**Your instructions:** Find the line containing "the tree shadow" in the material below; copy that line and all following lines exactly.

**Listed entries:**

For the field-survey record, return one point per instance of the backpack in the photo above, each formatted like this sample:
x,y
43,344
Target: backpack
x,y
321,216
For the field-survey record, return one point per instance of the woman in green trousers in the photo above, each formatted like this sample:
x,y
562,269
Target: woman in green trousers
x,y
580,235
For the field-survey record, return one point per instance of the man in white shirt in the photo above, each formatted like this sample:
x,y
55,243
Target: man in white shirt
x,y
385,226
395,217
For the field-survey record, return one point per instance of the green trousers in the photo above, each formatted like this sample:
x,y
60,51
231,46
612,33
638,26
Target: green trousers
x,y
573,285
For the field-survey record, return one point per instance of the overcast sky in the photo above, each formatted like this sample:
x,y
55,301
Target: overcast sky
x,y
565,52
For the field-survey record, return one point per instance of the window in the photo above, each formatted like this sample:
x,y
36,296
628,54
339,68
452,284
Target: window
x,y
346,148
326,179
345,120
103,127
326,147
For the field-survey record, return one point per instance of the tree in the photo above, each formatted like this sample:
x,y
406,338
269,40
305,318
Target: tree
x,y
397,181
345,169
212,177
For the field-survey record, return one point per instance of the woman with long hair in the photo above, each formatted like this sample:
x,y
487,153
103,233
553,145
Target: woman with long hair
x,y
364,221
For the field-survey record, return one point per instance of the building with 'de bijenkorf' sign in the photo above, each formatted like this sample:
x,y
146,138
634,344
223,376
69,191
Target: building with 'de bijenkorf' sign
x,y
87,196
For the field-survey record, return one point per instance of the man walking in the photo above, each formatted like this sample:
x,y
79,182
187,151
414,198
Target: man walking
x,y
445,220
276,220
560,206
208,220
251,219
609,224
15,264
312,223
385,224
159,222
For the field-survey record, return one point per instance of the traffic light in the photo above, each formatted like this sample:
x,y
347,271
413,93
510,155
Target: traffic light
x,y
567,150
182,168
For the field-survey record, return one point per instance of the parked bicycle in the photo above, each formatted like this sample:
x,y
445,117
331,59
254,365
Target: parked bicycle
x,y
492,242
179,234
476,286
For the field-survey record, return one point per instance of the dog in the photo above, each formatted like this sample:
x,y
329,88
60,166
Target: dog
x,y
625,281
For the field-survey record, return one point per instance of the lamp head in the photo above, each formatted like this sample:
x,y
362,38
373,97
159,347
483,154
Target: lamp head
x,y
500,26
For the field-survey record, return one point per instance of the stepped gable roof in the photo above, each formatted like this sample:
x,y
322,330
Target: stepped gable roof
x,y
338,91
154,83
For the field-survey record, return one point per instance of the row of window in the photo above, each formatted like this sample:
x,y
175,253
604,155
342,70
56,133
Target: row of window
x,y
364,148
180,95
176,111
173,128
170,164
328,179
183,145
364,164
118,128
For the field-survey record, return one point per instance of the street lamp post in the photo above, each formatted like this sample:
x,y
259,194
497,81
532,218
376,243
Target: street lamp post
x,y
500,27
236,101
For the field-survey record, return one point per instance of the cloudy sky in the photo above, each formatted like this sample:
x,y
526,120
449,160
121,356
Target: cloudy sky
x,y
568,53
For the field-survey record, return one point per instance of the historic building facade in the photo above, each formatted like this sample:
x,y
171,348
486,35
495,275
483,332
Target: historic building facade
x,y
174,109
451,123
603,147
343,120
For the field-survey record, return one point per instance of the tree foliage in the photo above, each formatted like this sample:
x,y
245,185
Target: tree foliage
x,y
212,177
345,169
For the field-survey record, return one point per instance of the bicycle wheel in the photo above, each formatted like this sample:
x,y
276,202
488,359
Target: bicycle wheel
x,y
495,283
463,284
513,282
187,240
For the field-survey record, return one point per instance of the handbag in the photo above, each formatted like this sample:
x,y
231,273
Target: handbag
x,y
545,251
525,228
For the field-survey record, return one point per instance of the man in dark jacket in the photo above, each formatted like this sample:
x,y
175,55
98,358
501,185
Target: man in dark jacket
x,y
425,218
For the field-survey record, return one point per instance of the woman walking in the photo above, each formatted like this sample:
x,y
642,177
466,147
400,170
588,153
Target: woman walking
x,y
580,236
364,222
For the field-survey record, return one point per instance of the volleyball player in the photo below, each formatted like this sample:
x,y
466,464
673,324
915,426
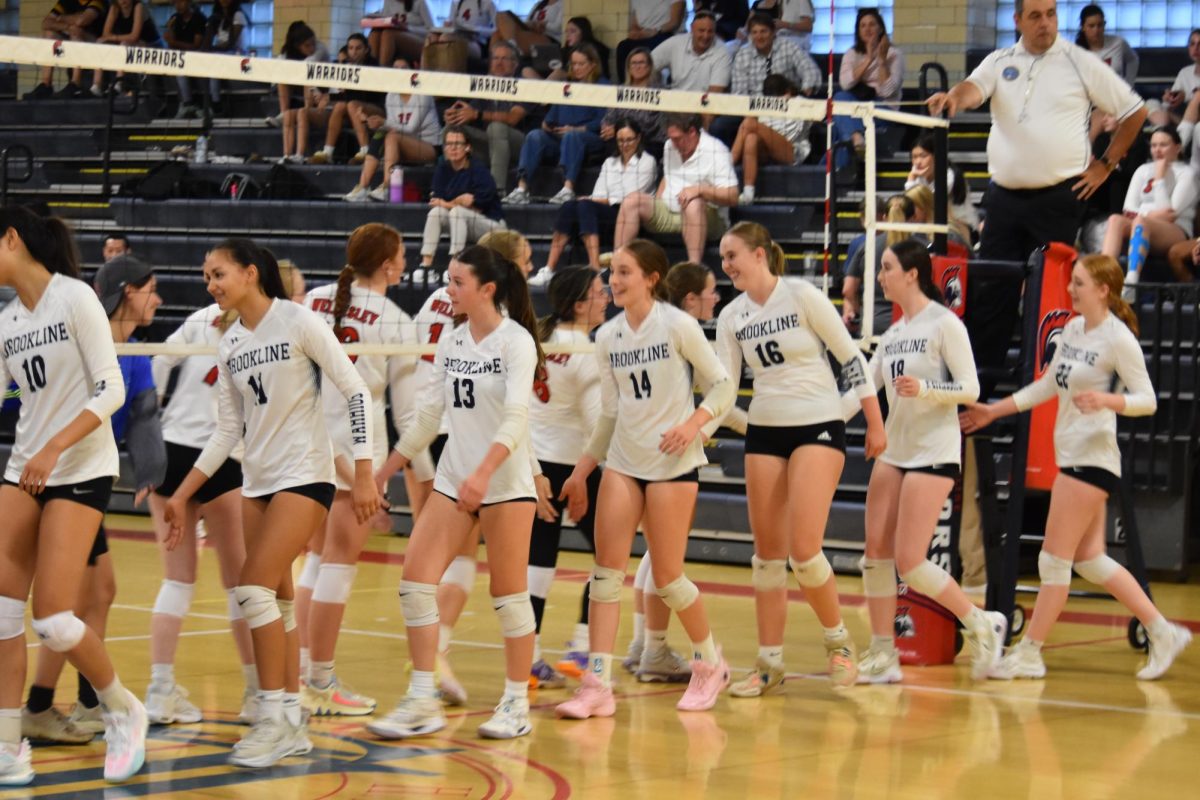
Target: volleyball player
x,y
649,437
1097,354
268,367
925,365
359,311
58,480
483,376
796,441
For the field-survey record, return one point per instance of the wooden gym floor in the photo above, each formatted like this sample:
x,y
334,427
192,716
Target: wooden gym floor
x,y
1089,731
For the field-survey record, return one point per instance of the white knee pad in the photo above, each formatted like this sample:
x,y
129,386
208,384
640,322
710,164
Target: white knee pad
x,y
1053,570
60,632
461,573
814,572
679,594
516,614
258,606
927,578
288,614
419,603
605,584
174,599
879,577
334,583
1098,570
12,618
769,575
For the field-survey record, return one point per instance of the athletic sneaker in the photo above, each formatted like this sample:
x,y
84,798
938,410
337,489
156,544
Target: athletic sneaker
x,y
511,720
763,679
1021,661
543,675
987,641
336,699
16,764
171,705
1163,651
880,667
663,665
126,735
706,685
52,727
413,716
591,699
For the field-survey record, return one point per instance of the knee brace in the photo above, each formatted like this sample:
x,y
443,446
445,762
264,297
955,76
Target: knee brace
x,y
257,605
1098,570
516,614
60,632
174,599
334,583
605,584
12,618
419,603
814,572
879,577
769,575
461,573
927,578
1053,570
679,594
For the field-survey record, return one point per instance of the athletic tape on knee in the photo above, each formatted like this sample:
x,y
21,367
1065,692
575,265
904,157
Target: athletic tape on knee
x,y
814,572
679,594
1098,570
174,599
879,577
768,573
927,578
516,614
1053,570
12,618
60,632
257,605
334,583
419,603
461,573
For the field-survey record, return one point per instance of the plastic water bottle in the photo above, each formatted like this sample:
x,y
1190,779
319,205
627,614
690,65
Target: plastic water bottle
x,y
396,185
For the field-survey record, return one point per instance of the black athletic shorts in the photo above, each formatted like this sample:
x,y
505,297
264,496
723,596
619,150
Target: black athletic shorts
x,y
180,461
783,440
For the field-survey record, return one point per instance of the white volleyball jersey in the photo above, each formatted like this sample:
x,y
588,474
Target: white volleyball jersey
x,y
785,341
269,385
565,405
370,318
1101,360
63,359
646,382
933,347
479,386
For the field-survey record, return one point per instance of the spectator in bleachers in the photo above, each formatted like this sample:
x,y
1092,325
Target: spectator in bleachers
x,y
873,70
496,128
185,31
81,20
651,23
631,170
769,139
1162,202
697,187
570,134
1114,50
462,197
347,103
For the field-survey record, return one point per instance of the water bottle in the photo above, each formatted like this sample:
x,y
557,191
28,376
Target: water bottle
x,y
396,185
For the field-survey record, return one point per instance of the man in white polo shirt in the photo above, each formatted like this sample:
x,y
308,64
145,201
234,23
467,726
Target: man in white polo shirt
x,y
697,187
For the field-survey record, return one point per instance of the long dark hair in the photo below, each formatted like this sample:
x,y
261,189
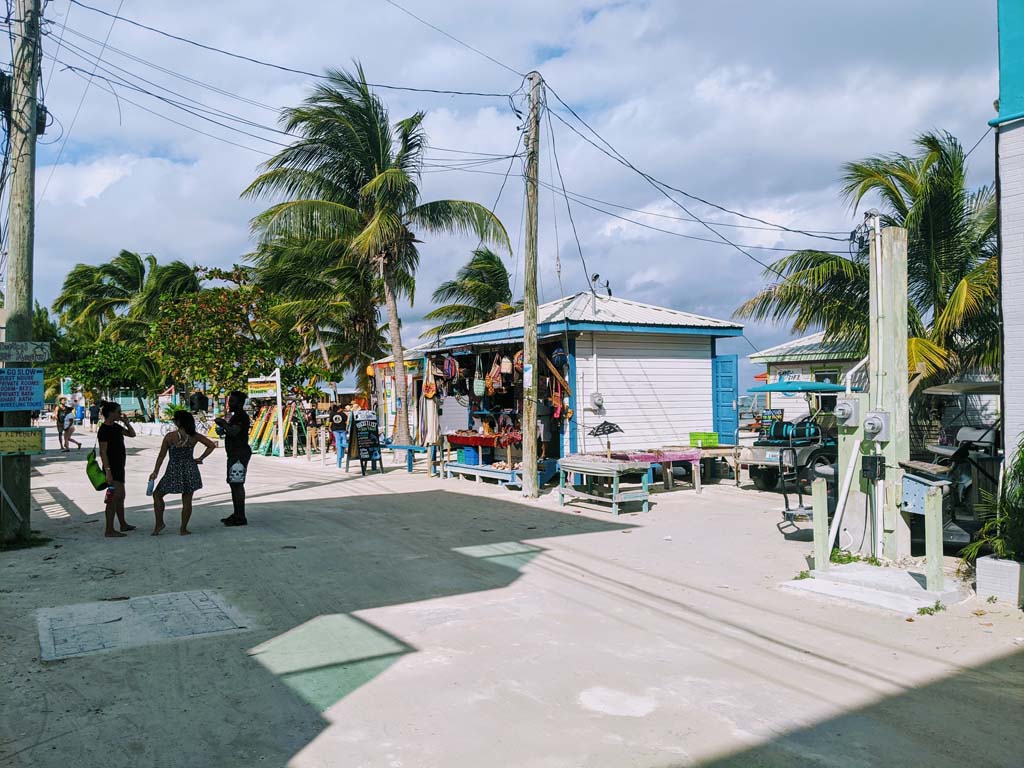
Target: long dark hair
x,y
185,422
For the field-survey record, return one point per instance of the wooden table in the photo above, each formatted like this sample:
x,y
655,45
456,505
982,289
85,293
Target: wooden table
x,y
592,467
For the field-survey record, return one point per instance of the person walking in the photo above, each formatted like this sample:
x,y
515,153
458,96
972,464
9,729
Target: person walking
x,y
113,456
235,429
69,430
182,475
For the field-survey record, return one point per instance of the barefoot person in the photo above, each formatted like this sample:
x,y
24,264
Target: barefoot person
x,y
182,474
113,456
235,429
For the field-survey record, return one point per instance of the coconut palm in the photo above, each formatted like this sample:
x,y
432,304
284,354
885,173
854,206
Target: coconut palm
x,y
120,297
479,292
352,180
952,262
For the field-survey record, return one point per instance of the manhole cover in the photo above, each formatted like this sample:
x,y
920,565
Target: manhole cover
x,y
92,628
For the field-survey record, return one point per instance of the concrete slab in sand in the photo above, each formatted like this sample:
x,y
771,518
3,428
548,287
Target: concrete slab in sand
x,y
91,628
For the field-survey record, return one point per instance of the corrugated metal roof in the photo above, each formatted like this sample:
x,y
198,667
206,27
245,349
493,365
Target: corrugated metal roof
x,y
586,307
813,347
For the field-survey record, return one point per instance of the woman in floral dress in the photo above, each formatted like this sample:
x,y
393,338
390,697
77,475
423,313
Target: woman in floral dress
x,y
182,474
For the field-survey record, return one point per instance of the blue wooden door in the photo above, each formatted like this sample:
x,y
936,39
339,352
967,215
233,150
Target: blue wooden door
x,y
725,383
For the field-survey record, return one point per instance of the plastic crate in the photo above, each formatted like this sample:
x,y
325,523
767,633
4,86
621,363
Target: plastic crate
x,y
705,439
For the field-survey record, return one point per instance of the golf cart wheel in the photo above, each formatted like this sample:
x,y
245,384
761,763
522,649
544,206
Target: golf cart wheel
x,y
765,478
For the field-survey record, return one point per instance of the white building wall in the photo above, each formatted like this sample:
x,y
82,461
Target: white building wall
x,y
657,387
1011,160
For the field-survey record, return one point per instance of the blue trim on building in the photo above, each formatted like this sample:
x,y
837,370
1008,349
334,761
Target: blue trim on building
x,y
554,329
573,400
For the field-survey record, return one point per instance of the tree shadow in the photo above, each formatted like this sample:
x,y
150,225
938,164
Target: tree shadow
x,y
965,719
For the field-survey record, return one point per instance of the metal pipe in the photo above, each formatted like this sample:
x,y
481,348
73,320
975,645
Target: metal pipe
x,y
844,494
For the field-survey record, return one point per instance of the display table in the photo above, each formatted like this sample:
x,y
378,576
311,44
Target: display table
x,y
666,458
601,468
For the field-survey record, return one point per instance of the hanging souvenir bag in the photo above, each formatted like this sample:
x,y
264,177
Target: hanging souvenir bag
x,y
429,388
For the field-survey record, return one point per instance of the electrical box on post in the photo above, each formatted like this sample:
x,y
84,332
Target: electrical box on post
x,y
878,426
847,412
872,467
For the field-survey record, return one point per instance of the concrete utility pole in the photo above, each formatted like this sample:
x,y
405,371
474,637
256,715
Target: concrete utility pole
x,y
890,379
22,229
530,371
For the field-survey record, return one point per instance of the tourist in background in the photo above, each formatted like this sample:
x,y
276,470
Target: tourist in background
x,y
114,456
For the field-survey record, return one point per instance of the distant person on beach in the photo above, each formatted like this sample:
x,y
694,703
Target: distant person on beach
x,y
182,475
235,429
113,456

**Solution to the exercise:**
For the field-survey record, return one point per instance of the tree shadow in the photo above, each formatted like this sample:
x,y
150,225
938,164
Target: tree shadow
x,y
965,719
For the field-survey record, return one point per instance of the metal pipe in the photo above, each formatted like this sample:
x,y
481,348
73,320
975,645
Target: metal pipe
x,y
844,494
For the field-survey record, return one point per instance of the display table in the photo above, each formatted like this sample:
x,y
378,576
311,44
Target: display table
x,y
666,458
601,468
For the field-survey record, return one point per instance of the hanging souvenir bag in the photo above, each formatted like this sample:
x,y
264,177
Target: hanging souvenir bag
x,y
429,388
For the field-survey record, return one point per instance of the electrical box on post in the photo above, each formatted like this sample:
x,y
84,332
Target: electrical box on post
x,y
878,426
847,412
872,467
For the field-survey record, return one point per instance of the concrete utility pole in the photo above, each formatted like this sample:
x,y
405,371
474,637
256,715
Target: concrete utility pole
x,y
890,379
22,229
530,371
For the field-survey record, return one point per instance of the tourist in background in the photo above, each formatted like this sample:
x,y
276,470
Target: tourist in background
x,y
114,456
For the field-survey record, return one point per instance of the distant person on beach in the photo above, each formatted like this sample:
x,y
694,703
Target: distant person on beach
x,y
182,475
235,429
113,456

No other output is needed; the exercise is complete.